OBJECTIVES:
**a.** For the text on the discrimination poll, decide whether each statement below agrees with it. Answer yes or no for each, and quote the deciding words of the text exactly.
(i) The poll found that 98 percent of Americans feel there is at least some discrimination in the United States today.
(ii) White respondents were more likely than Hispanic respondents to strongly agree that they can think of three close friends of another race.
(iii) More Americans feel Native Americans are discriminated against than feel Hispanic Americans are.
**b.** Pull out every line of the rows that contains the word "front". Case counts.

TEXT TO READ:
— begin —
A new national poll commissioned by the Episcopal Church has found that nearly all Americans (98 percent) feel that there is at least some discrimination in the United States today.

In addition, African-American respondents (49 percent) are three times as likely as white respondents (16 percent) and Hispanic respondents (11 percent) to feel there is a “great deal” of discrimination.

To Katharine Jefferts Schori and others like her, every year is 1962.

“Despite major reforms, our culture continues to perpetuate discrimination in various forms,” said Episcopal Church Presiding Bishop Katharine Jefferts Schori. “Our churches and communities are critical motivators in encouraging change in these issues toward greater parity and acceptance.”

What the Presiding Bishop bases that on seems to be the leftist version of “name it and claim it.”  Discrimination becomes an incontrovertible fact the moment you think it is.

Nearly seven in 10 Americans (69 percent) feel African-Americans are discriminated against, the highest of any race. In addition, six in 10 (63 percent) feel Hispanic Americans are discriminated against, while five in 10 (51 percent) feel Native Americans and nearly four in 10 (39 percent) feel whites are discriminated against.

Minority respondents in general feel that white Americans have gotten more, economically, than they deserve. African-American (58 percent) and Hispanic (49 percent) respondents are more likely than white respondents (28 percent) to agree that white Americans have garnered more economically than they deserve. This disparity was not nearly as prevalent when respondents were asked about other races receiving more economically than they deserve.

According to the results, one indication of differences in perceptions among races may be that many do not have close friends of other races. Hispanic (62 percent) and African-American (52 percent) respondents are more likely to strongly agree than white (41 percent) respondents that they can think of three close (non-family) friends of a race other than their own. People who live in the South (74 percent) and West (79 percent) are more likely to agree than those living in the Midwest (64 percent) or Northeast (65 percent) to agree.

The Episcopal Organization.  Where empiricism goes to die.
— end —
MATERIAL TO PROCESS:
— begin —
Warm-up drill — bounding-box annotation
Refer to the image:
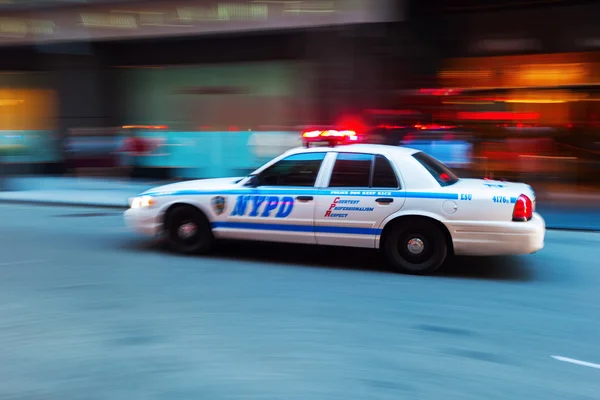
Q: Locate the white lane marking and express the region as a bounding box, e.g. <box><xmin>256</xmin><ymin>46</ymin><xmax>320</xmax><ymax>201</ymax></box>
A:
<box><xmin>550</xmin><ymin>356</ymin><xmax>600</xmax><ymax>369</ymax></box>
<box><xmin>0</xmin><ymin>260</ymin><xmax>48</xmax><ymax>267</ymax></box>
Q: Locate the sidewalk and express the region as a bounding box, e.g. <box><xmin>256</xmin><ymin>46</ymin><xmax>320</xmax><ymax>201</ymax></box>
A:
<box><xmin>0</xmin><ymin>177</ymin><xmax>600</xmax><ymax>231</ymax></box>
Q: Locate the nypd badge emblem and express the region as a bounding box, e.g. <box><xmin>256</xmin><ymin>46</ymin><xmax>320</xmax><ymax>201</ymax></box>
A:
<box><xmin>211</xmin><ymin>196</ymin><xmax>225</xmax><ymax>215</ymax></box>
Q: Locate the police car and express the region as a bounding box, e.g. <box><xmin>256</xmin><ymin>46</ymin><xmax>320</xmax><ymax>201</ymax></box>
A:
<box><xmin>125</xmin><ymin>131</ymin><xmax>546</xmax><ymax>274</ymax></box>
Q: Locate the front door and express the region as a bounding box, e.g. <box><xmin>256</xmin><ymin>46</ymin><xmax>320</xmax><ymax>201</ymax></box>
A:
<box><xmin>219</xmin><ymin>152</ymin><xmax>326</xmax><ymax>244</ymax></box>
<box><xmin>315</xmin><ymin>153</ymin><xmax>405</xmax><ymax>247</ymax></box>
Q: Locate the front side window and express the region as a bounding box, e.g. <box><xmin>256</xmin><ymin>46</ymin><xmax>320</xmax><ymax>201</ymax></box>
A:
<box><xmin>371</xmin><ymin>155</ymin><xmax>400</xmax><ymax>188</ymax></box>
<box><xmin>413</xmin><ymin>152</ymin><xmax>459</xmax><ymax>186</ymax></box>
<box><xmin>258</xmin><ymin>152</ymin><xmax>326</xmax><ymax>186</ymax></box>
<box><xmin>329</xmin><ymin>153</ymin><xmax>399</xmax><ymax>189</ymax></box>
<box><xmin>329</xmin><ymin>153</ymin><xmax>373</xmax><ymax>187</ymax></box>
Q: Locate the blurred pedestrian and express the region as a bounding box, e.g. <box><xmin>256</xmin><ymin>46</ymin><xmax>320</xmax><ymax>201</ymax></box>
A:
<box><xmin>121</xmin><ymin>129</ymin><xmax>150</xmax><ymax>179</ymax></box>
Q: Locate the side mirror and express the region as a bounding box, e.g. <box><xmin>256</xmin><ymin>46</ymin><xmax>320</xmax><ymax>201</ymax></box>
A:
<box><xmin>244</xmin><ymin>175</ymin><xmax>258</xmax><ymax>187</ymax></box>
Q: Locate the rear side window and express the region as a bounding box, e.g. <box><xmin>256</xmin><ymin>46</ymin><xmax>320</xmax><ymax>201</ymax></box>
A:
<box><xmin>413</xmin><ymin>152</ymin><xmax>459</xmax><ymax>186</ymax></box>
<box><xmin>329</xmin><ymin>153</ymin><xmax>373</xmax><ymax>187</ymax></box>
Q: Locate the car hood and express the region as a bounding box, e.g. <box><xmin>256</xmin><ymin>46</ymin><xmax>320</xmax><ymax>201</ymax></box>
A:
<box><xmin>141</xmin><ymin>177</ymin><xmax>244</xmax><ymax>195</ymax></box>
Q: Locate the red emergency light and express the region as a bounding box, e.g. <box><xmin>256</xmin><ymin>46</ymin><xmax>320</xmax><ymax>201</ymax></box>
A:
<box><xmin>302</xmin><ymin>129</ymin><xmax>358</xmax><ymax>147</ymax></box>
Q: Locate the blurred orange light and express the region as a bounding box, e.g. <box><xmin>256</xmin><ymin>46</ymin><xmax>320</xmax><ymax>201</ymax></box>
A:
<box><xmin>458</xmin><ymin>111</ymin><xmax>540</xmax><ymax>121</ymax></box>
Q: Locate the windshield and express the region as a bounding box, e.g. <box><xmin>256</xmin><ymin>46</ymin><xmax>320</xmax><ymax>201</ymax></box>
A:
<box><xmin>413</xmin><ymin>152</ymin><xmax>459</xmax><ymax>186</ymax></box>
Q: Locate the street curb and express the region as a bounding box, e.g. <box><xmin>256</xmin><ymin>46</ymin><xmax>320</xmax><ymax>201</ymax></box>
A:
<box><xmin>0</xmin><ymin>199</ymin><xmax>129</xmax><ymax>210</ymax></box>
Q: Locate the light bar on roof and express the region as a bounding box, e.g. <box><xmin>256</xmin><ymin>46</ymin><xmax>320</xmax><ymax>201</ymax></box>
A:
<box><xmin>302</xmin><ymin>129</ymin><xmax>358</xmax><ymax>147</ymax></box>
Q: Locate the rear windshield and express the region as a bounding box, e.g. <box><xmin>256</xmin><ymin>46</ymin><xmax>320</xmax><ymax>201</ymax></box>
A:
<box><xmin>413</xmin><ymin>152</ymin><xmax>458</xmax><ymax>186</ymax></box>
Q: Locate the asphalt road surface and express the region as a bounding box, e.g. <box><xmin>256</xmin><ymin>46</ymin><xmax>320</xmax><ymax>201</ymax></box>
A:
<box><xmin>0</xmin><ymin>205</ymin><xmax>600</xmax><ymax>400</ymax></box>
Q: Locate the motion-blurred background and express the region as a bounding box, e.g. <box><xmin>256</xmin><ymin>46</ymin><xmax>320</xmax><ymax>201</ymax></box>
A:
<box><xmin>0</xmin><ymin>0</ymin><xmax>600</xmax><ymax>192</ymax></box>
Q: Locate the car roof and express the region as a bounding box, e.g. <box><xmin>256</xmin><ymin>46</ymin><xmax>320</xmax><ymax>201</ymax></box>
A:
<box><xmin>288</xmin><ymin>143</ymin><xmax>420</xmax><ymax>157</ymax></box>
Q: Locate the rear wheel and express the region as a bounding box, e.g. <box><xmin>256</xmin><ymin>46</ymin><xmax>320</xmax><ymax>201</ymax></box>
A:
<box><xmin>383</xmin><ymin>219</ymin><xmax>448</xmax><ymax>275</ymax></box>
<box><xmin>165</xmin><ymin>205</ymin><xmax>214</xmax><ymax>254</ymax></box>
— end —
ANSWERS PER TASK:
**a.**
(i) Yes: "nearly all Americans (98 percent) feel that there is at least some discrimination in the United States today"
(ii) No: "Hispanic (62 percent) and African-American (52 percent) respondents are more likely to strongly agree than white (41 percent) respondents"
(iii) No: "six in 10 (63 percent) feel Hispanic Americans are discriminated against, while five in 10 (51 percent) feel Native Americans"

**b.**
Q: Locate the front door and express the region as a bounding box, e.g. <box><xmin>256</xmin><ymin>46</ymin><xmax>320</xmax><ymax>201</ymax></box>
Q: Locate the front side window and express the region as a bounding box, e.g. <box><xmin>256</xmin><ymin>46</ymin><xmax>320</xmax><ymax>201</ymax></box>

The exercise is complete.